*** Textauszug

Ein Schuss Größenwahn
Im Zusammenspiel mit dem Kirch-Konzern stieg Thomas Haffa zum Börsenstar auf,
seine Firma EM-TV ist inzwischen fast so viel wert wie die Lufthansa. Nun aber wächst
die Zahl der Kritiker, erste Misserfolge schleichen sich ein. Geht es bald bergab mit
Haffa?
Es war, wie immer, eine perfekte Show: die schnellen, grellen Filme mit
Eigenwerbung auf der Leinwand, der riesige Saal des Münchner Messezentrums
mit über 3000 Besuchern, die Bilanz voller tausendprozentiger Steigerungen.
Messianisch breitete Thomas Haffa, 47, zum Schluss der
Jubel-Hauptversammlung seiner Firma EM-TV die Arme aus. "Vor uns liegt der
Weltmarkt", verhieß der Vorstandschef mit den stahlblauen Augen und dem
ewigen Lächeln.
Die Aktionäre applaudierten noch mal begeistert dem Mann, der sie reicher und
reicher machen soll. Altgesellschafter, die im Oktober 1997 beim Börsenstart von
EM-TV nur 5500 Mark investierten, sind inzwischen zu Millionären geworden.
Die Zeit solch märchenhafter Sprünge ist allerdings vorbei, die Strahlkraft der
Aufsteigerfirma wird schwächer. Inzwischen mehren sich die Bedenken, ob der
triumphale Siegeszug des Vorzeigeunternehmens am Neuen Markt noch lange
anhält. Plötzlich zweifeln auch gestandene Banker, ob der Markt für Kinder- und
Jugendprogramme, das Stammgeschäft von EM-TV, groß genug ist – und wohin
die Reise des Herrn Haffa überhaupt führt.

******
*** Bereitgestelltes Material

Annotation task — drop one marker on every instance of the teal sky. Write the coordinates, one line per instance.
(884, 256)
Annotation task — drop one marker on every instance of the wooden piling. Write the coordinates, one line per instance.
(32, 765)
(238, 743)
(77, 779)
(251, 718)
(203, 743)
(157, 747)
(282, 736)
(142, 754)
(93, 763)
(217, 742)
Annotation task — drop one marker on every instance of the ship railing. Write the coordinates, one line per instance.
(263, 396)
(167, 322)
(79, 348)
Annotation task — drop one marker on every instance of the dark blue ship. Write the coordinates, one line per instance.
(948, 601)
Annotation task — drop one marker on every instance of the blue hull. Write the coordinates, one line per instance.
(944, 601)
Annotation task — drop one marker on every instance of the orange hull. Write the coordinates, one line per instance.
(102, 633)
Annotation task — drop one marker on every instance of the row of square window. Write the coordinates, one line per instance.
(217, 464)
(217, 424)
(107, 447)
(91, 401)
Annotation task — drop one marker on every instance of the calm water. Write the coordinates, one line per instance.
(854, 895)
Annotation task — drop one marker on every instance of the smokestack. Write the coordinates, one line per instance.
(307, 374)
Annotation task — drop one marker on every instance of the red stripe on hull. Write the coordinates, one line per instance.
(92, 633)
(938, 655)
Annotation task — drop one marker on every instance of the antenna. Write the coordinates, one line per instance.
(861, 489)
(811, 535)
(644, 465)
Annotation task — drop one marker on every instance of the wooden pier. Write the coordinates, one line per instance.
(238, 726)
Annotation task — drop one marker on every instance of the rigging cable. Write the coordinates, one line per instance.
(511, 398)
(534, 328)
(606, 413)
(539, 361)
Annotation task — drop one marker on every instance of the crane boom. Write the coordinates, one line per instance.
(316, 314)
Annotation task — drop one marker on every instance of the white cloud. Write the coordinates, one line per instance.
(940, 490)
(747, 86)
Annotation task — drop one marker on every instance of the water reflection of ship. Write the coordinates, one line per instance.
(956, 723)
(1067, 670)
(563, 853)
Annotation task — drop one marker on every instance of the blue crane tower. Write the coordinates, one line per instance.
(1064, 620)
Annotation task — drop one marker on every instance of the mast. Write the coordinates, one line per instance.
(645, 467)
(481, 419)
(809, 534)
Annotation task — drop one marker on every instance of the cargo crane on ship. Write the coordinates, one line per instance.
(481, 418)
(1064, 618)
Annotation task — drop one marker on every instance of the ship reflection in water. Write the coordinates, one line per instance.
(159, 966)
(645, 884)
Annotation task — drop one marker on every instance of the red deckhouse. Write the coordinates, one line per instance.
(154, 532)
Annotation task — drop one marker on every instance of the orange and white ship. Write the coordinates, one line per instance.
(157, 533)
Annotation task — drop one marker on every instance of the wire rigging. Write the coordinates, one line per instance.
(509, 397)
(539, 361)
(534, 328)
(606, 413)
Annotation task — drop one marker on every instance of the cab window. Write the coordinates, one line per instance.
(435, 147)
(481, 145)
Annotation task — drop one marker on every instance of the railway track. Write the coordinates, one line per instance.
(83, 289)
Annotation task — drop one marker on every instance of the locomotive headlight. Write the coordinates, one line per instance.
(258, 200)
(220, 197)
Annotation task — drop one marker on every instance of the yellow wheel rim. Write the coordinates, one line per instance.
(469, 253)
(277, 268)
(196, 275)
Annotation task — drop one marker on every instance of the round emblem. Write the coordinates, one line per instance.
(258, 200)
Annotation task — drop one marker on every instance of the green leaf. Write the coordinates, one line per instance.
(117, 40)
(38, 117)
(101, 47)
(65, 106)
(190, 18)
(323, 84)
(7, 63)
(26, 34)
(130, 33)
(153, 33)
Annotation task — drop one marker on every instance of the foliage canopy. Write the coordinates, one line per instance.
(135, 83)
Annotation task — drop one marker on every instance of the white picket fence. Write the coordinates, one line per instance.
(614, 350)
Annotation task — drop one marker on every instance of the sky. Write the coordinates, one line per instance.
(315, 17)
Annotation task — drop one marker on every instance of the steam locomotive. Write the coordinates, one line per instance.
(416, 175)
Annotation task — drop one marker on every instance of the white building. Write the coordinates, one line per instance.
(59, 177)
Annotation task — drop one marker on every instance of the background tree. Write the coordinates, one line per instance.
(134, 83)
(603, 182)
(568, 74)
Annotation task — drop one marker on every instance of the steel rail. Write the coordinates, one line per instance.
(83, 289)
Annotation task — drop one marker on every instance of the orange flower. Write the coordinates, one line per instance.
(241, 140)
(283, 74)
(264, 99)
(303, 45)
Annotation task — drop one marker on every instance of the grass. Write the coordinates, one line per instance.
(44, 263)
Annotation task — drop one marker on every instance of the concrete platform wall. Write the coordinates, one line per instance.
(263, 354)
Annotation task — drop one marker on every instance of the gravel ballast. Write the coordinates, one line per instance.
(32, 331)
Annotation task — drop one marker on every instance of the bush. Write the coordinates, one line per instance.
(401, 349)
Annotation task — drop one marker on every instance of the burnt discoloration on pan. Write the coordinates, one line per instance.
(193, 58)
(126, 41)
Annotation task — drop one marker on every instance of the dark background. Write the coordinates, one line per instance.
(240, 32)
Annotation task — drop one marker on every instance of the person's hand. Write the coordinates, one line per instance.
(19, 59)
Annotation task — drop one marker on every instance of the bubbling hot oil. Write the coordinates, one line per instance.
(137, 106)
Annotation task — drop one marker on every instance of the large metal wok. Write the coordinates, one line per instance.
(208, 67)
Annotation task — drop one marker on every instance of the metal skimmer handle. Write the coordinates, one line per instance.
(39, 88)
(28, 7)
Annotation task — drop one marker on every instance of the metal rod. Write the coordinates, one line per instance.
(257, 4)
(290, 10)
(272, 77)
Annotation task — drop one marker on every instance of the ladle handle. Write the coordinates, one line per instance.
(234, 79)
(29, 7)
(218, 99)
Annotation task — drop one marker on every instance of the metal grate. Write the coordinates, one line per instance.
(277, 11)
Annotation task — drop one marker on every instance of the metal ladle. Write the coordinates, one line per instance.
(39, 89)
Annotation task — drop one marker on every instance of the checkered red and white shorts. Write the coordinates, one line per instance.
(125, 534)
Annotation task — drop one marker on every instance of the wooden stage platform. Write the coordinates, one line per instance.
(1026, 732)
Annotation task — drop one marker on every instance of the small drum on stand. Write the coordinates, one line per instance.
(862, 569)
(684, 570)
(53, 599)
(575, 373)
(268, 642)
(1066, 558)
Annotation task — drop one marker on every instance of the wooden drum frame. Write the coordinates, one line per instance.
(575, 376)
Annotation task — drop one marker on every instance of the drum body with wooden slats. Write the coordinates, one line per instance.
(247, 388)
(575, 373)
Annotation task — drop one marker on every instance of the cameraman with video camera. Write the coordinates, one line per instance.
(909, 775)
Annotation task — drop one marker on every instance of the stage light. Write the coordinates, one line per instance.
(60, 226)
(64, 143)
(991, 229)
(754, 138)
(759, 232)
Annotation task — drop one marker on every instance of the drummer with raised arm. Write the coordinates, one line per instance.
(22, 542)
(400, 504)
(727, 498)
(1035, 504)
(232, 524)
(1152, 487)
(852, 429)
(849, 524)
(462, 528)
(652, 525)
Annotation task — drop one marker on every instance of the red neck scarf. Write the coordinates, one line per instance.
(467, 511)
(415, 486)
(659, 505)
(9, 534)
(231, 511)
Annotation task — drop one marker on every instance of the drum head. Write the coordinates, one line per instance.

******

- **Aufgabe und Anforderungen**: Führe den Artikel über Thomas Haffa und EM-TV ab dem Ende seines letzten Satzes weiter.

- **Schriftliche Antwort**:
Monat für Monat war der Aktienkurs von EM-TV in atemberaubende Höhen
geklettert. Immer mehr Fonds und Großinvestoren aus dem In- und Ausland
orderten das Papier, und das Management fütterte die Euphorie mit allerlei
Erfolgsmeldungen. Resultat: Das Unternehmen mit rund 220 Mitarbeitern und
voraussichtlich 325 Millionen Mark Umsatz in diesem Jahr wird an der Börse mit
sagenhaften 15 Milliarden Mark bewertet.
Gemessen am Aktienkapital liegt die Filmhandels- und Produktionsfirma aus
München-Unterföhring damit weit vor Branchengrößen wie dem Springer Verlag.
Selbst der amerikanische Walt-Disney-Konzern, mit dem sich Haffa gern
vergleicht, erscheint gegen das bayerische Unikum krass unterbewertet: Obwohl
die Amerikaner 100-mal mehr umsetzen, sind sie an der Börse nur siebenmal
mehr wert.
In der verrückten deutschen Börsenwelt ist die kleine EM-TV mittlerweile fast
genau so viel wert wie die große Lufthansa, die mit 55 000 Mitarbeitern knapp 23
Milliarden Mark Jahresumsatz schafft.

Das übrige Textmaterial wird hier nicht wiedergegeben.